» What you are asked to do
Please copy every one of the following records word for word.
::::::::::
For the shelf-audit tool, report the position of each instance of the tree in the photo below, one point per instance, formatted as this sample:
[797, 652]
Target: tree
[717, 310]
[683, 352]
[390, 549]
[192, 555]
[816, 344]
::::::::::
» Answer to the task
For the shelf-audit tool, report the position of each instance of the tree in the photo below, one point per instance, formatted as this sample:
[797, 652]
Target: tree
[717, 310]
[683, 352]
[390, 549]
[192, 555]
[816, 344]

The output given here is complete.